(DATASET RECORDS Opens)

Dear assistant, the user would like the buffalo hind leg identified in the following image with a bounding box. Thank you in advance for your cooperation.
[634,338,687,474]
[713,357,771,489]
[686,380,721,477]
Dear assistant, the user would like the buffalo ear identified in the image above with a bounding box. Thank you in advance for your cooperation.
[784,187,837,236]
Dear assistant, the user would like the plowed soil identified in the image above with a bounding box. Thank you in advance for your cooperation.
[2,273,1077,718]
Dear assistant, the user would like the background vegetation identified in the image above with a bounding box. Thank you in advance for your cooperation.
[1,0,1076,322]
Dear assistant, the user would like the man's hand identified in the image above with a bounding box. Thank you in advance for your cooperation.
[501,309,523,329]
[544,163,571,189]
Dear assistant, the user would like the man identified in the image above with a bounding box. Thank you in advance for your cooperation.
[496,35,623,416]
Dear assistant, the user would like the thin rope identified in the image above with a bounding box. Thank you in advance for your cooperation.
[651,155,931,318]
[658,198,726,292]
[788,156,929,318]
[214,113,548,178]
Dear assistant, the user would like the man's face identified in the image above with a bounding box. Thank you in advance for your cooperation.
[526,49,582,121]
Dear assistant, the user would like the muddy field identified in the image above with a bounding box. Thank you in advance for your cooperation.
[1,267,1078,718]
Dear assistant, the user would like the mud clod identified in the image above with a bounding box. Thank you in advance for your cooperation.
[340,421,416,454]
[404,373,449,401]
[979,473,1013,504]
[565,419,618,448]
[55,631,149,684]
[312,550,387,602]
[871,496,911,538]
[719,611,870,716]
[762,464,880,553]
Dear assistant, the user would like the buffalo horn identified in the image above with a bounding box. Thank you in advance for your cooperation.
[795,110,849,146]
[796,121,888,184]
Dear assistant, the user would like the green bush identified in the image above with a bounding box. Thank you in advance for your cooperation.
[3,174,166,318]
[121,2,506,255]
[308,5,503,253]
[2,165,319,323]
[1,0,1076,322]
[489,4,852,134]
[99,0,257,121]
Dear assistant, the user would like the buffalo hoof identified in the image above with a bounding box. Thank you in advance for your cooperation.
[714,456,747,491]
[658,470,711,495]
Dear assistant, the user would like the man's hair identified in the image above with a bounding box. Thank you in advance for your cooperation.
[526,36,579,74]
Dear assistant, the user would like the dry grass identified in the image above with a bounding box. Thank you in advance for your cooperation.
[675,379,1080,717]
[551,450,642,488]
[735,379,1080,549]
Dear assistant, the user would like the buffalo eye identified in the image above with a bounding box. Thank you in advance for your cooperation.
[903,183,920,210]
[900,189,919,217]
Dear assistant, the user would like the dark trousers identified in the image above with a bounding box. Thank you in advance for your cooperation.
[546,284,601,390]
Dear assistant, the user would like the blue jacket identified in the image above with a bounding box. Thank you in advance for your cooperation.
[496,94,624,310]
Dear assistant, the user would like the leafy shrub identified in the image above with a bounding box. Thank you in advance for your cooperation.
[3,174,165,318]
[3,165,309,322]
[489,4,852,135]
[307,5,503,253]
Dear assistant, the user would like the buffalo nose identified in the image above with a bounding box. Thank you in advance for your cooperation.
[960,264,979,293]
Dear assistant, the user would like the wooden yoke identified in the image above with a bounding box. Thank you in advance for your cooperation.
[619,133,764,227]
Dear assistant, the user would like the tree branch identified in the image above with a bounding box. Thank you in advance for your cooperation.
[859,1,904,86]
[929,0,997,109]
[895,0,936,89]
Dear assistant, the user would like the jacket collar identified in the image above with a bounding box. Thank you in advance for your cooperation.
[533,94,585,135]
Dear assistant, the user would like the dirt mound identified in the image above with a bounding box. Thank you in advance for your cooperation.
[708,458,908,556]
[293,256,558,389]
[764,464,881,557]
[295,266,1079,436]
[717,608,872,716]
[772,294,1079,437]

(DATASET RECORDS Closes)

**EXERCISE REQUIREMENTS**. Reproduce all the data precisely, word for word.

**WRITTEN REPLY**.
Dear assistant, the user would like the buffalo hind leg identified in the following image with a bounding box. Thank you in advance for your cooperation.
[634,338,687,474]
[713,357,771,489]
[686,380,721,477]
Dear assistant, the user would like the buffalo ear identified in the image above with a bounding box. Thank you in advance for your cooperation.
[784,187,837,236]
Dear assistant, the user would like the plowed soil identified in the image above with a bounding box. Thank you in advance for your cooperation.
[2,273,1077,718]
Dear assistant, the user would like the background vegetation identified in the image above with a bounding box. Thank you in advance for your cooperation.
[1,0,1076,322]
Dear assistant, the user would like the man's hand identified in the image above with a bounding box. Thank you in advance for your cooperation.
[501,309,523,329]
[544,163,571,189]
Dear assistant, the user would like the man identified in the image above with a bounding box. Thank you in advance for your cooperation.
[496,35,623,416]
Dear assistant, the user would like the thin rope identified in the image above with a bounding box. Thank you in advance for your cooperation.
[651,155,931,318]
[658,198,726,292]
[788,156,929,318]
[214,113,548,178]
Dear assistant, the user would like the man's face identified in the image above with a bounding box. Thank you in advance for your cooperation.
[526,49,582,121]
Dear assistant, the user would like the muddy field identified in the image above with a bounding box. Thank you in advance for your cooperation.
[1,267,1078,718]
Dear assistant, the user would like the mud clod identified in the image above with a bounding box. Thank you in advance for your cooperation.
[340,421,416,454]
[404,373,449,401]
[979,473,1013,504]
[565,419,618,448]
[55,631,149,684]
[312,550,387,602]
[871,496,911,538]
[719,611,870,716]
[762,464,880,553]
Dear assistant, the user would like the buffalo horn identified in the image above with a bounding box. Thank you in advance for your cooperation.
[795,110,849,146]
[796,121,888,184]
Dear assistant, the user would like the green bush identified in the image above with a bounding box. Thank you in advance for your cooperation.
[3,174,166,318]
[121,2,506,255]
[308,5,503,253]
[2,165,319,323]
[1,0,1076,322]
[489,4,852,134]
[99,0,257,121]
Dear assistant, the user would like the buffalo hoof identified in the image above with a bounding box. Thank you in advance for your cooperation.
[714,456,747,491]
[658,470,711,495]
Dear assistant, the user would like the man's hair identified in the image above with a bounding box. Thank you in advance for your cooperation.
[526,36,579,74]
Dear assistant, the user would like the dry grass identified in the image above with a bounding box. Thank you in advance for your cooperation.
[675,379,1080,717]
[551,450,642,488]
[735,379,1080,549]
Dear assistant, the user would like the buffalo eye identified in the image above with a bounding box. Thank you in advance for your cooperation.
[903,183,920,210]
[900,189,919,217]
Dear assistant, the user would like the dark trousers identified in the image above with a bounding box. Thank you in advance for your cooperation.
[546,284,601,390]
Dear assistant, the user would like the blue jacket identified in the image above with a bounding box. Thank you in advance for your cooperation.
[496,94,624,310]
Dear assistant, the user would like the leafy shrub identified in the image above with a bounding box. Thank you in advance for your cooperation.
[3,174,165,318]
[3,165,309,322]
[489,4,852,135]
[307,5,503,253]
Dear assistant, the user would like the buffalo nose identified in the image above with a bounding box. Thank you in advance for your cooperation.
[960,264,979,293]
Dear assistant, the user would like the wooden yoke identified in the image above with a bounding box. Thank you in advance for your cooperation.
[619,133,764,227]
Dear assistant, the user would like the tree branch identified in the image above with a bounding box. Thank you in advance for your cooperation.
[859,1,904,86]
[929,0,997,109]
[895,0,936,89]
Dear assistant, the user would like the jacket collar identified in the image above with a bounding box. Thank you in advance for your cooperation.
[533,94,585,135]
Dear assistant, the user would like the dirt mound identified in the image above with a bounding box. Thank you in advance for your cooperation.
[708,458,908,556]
[293,256,558,389]
[764,464,881,557]
[295,266,1079,436]
[717,608,872,716]
[772,294,1079,437]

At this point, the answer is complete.